Please answer from the sepsis article below: what fraction of septic patients arrive at hospital emergency rooms without fevers?

** EXTRACTED TEXT **
Segment Open

Thirty-five hospitals have now adopted all of the association’s sepsis treatment recommendations, and many others have taken steps to improve detection of the condition, Daniels said.
The U.S. Centers for Medicare & Medicaid Services plans to report later this year how often hospitals follow treatment guidelines in the first three to six hours of sepsis cases.
Getting antibiotics faster
Understanding the full menu of early sepsis symptoms is important, because they can vary from patient to patient.
A third of septic patients arrive at hospital emergency rooms without fevers, Larson said, and many just complain of “not feeling right.”
Infections in combination with fainting episodes or memory or cognitive problems are key warning signs, he added.
Fairview Health Services has updated its electronic medical record systems to alert doctors and nurses to sepsis risks based on their patients’ vital signs.
The goal is to hasten detection and automate the process of ordering antibiotics, said Beth Thomas, Fairview’s chief quality and patient safety officer. Antibiotics are administered to eliminate the underlying infection.

Segment Closed

[Natural-language descriptions of regions]

Segment Open

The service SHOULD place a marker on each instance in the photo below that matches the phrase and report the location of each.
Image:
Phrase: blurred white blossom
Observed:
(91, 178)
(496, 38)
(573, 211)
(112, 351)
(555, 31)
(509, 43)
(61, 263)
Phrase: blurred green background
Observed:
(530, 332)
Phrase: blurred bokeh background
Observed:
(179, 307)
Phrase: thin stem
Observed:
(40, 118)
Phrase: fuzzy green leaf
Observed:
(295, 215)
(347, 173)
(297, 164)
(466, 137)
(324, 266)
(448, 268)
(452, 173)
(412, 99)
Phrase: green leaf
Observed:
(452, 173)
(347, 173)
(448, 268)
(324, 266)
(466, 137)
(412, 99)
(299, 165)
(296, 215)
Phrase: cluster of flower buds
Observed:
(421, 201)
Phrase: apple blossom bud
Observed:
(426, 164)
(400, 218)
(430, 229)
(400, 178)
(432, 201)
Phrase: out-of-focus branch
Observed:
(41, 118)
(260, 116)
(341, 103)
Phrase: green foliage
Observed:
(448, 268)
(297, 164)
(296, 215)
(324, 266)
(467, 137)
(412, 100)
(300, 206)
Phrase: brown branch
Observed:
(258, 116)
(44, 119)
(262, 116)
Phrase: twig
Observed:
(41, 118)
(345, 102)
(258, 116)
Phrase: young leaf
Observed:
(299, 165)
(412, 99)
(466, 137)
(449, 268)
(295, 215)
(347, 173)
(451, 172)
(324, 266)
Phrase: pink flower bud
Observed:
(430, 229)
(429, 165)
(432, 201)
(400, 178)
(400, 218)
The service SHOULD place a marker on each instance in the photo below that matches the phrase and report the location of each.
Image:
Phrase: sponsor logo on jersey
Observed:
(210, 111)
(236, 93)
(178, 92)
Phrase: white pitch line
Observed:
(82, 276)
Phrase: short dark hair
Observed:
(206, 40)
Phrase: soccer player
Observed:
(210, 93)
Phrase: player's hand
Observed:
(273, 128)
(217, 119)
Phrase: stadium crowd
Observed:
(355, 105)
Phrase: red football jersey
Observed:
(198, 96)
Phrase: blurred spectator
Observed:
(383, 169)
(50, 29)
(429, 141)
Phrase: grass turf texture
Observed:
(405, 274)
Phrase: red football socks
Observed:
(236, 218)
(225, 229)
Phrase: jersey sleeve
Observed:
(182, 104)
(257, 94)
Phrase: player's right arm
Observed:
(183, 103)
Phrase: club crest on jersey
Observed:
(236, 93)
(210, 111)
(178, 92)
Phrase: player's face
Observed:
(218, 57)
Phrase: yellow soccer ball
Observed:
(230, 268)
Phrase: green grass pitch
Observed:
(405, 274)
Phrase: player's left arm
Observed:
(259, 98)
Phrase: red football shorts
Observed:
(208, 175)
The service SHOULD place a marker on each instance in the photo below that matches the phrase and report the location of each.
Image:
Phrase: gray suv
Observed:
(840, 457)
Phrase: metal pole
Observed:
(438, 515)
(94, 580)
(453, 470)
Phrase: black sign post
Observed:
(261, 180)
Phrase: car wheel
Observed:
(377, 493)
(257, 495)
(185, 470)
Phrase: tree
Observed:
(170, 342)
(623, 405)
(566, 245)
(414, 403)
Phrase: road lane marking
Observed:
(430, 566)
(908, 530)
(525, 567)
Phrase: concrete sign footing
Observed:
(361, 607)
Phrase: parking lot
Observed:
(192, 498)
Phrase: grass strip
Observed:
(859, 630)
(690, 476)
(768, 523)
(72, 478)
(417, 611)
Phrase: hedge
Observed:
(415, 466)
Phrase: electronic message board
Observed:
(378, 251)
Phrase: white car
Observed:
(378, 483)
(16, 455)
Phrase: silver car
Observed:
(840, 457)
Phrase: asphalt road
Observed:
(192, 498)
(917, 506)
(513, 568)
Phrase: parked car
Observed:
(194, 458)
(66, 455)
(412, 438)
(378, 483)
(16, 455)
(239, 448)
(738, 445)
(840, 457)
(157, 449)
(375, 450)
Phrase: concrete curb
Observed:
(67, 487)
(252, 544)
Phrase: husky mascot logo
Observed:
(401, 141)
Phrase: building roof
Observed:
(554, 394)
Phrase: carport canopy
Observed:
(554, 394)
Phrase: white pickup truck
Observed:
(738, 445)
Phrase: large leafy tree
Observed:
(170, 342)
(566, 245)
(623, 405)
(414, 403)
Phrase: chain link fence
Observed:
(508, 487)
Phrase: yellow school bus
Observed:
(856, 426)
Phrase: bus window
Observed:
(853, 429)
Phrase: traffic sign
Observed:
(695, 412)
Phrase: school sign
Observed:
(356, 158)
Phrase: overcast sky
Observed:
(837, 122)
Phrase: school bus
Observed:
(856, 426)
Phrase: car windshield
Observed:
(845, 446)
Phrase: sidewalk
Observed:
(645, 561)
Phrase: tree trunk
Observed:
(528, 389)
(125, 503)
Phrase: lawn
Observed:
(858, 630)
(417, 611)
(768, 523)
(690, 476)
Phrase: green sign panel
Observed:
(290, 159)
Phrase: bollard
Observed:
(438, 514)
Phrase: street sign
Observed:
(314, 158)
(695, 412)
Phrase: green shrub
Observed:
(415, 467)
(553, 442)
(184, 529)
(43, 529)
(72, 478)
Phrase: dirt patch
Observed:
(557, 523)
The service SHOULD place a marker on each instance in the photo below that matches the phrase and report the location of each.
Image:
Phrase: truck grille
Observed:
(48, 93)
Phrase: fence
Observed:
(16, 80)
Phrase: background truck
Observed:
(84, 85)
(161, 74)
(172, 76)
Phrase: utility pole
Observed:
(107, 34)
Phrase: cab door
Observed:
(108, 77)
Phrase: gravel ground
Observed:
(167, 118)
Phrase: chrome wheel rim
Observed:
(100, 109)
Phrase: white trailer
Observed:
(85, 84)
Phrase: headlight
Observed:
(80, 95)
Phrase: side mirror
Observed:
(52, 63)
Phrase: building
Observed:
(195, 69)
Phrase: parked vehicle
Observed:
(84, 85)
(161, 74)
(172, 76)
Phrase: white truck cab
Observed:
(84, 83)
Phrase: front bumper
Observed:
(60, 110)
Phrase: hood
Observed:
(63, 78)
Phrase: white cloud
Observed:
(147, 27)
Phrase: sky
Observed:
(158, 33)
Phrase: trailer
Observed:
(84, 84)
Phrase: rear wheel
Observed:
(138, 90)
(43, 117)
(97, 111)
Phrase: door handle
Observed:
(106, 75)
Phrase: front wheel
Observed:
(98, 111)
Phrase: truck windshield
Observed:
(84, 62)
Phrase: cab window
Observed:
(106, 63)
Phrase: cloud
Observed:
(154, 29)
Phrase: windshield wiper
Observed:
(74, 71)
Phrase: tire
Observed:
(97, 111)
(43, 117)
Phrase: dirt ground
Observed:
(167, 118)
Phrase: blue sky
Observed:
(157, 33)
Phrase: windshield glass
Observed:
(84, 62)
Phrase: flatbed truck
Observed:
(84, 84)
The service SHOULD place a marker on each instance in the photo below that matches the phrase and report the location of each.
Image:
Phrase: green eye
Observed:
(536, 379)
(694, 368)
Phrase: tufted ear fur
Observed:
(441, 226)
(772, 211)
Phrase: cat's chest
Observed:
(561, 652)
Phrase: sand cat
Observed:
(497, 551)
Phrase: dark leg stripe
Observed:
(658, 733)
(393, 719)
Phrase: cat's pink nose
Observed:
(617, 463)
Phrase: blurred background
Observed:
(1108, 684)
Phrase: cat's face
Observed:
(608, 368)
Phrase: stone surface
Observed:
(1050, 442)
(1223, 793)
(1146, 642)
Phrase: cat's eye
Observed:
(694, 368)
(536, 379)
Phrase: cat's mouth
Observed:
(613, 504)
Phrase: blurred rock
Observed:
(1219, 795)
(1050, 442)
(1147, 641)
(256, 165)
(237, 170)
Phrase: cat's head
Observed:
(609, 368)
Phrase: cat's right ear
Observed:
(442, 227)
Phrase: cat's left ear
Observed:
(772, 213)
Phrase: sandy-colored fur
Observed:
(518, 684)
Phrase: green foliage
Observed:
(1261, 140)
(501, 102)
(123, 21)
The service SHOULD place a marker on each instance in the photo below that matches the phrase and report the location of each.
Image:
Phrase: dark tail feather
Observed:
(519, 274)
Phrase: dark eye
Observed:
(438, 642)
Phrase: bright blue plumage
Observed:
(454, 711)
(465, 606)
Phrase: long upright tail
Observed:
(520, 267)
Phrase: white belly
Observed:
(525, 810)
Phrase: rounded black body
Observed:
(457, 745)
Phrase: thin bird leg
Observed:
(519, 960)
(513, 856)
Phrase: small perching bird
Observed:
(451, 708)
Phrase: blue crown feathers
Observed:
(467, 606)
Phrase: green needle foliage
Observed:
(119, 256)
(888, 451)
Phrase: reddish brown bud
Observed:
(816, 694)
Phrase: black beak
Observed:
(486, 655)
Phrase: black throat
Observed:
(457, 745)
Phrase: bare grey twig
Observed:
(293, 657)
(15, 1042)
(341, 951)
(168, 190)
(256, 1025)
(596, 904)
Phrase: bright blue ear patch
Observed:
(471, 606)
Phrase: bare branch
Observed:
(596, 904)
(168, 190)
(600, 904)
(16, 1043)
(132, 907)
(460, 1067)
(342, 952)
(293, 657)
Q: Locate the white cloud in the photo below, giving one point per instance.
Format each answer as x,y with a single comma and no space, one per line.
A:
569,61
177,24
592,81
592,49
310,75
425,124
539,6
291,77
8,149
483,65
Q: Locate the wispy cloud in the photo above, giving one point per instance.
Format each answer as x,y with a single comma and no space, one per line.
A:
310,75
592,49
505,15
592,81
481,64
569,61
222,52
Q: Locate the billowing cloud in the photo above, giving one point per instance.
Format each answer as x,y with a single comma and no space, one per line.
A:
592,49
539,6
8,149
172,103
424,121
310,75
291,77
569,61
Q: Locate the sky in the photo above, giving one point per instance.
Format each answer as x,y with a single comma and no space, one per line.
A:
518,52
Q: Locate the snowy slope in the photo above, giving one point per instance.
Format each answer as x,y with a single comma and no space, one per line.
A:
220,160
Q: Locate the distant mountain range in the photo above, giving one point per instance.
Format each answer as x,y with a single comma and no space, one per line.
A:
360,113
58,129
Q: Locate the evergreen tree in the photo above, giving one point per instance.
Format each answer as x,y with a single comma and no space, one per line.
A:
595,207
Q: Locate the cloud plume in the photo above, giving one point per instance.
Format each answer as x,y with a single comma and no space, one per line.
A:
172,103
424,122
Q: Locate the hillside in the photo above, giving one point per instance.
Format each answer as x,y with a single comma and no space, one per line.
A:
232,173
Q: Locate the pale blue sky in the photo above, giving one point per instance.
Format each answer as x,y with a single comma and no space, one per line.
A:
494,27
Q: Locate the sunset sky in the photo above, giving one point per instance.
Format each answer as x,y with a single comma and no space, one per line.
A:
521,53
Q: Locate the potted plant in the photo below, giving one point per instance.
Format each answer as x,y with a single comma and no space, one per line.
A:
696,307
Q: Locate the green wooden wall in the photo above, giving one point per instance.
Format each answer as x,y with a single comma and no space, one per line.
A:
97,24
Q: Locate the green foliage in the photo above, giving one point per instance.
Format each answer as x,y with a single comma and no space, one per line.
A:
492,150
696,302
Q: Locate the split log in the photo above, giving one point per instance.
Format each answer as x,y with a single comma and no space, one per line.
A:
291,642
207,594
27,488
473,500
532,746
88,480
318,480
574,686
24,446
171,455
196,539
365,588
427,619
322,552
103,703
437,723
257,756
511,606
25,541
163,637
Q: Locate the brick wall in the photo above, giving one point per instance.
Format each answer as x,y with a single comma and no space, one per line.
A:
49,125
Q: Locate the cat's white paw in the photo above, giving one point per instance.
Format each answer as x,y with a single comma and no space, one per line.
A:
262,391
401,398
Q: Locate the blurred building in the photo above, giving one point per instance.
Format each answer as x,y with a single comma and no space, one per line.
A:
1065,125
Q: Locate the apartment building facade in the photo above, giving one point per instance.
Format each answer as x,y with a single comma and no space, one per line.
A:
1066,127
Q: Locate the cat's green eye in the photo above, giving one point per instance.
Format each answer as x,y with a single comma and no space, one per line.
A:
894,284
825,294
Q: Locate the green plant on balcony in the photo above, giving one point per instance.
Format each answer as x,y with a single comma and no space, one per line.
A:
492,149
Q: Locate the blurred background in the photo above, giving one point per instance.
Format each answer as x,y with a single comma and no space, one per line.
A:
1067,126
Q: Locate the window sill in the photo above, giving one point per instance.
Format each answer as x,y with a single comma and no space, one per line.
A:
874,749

Segment Closed

** OUTPUT BELOW **
A third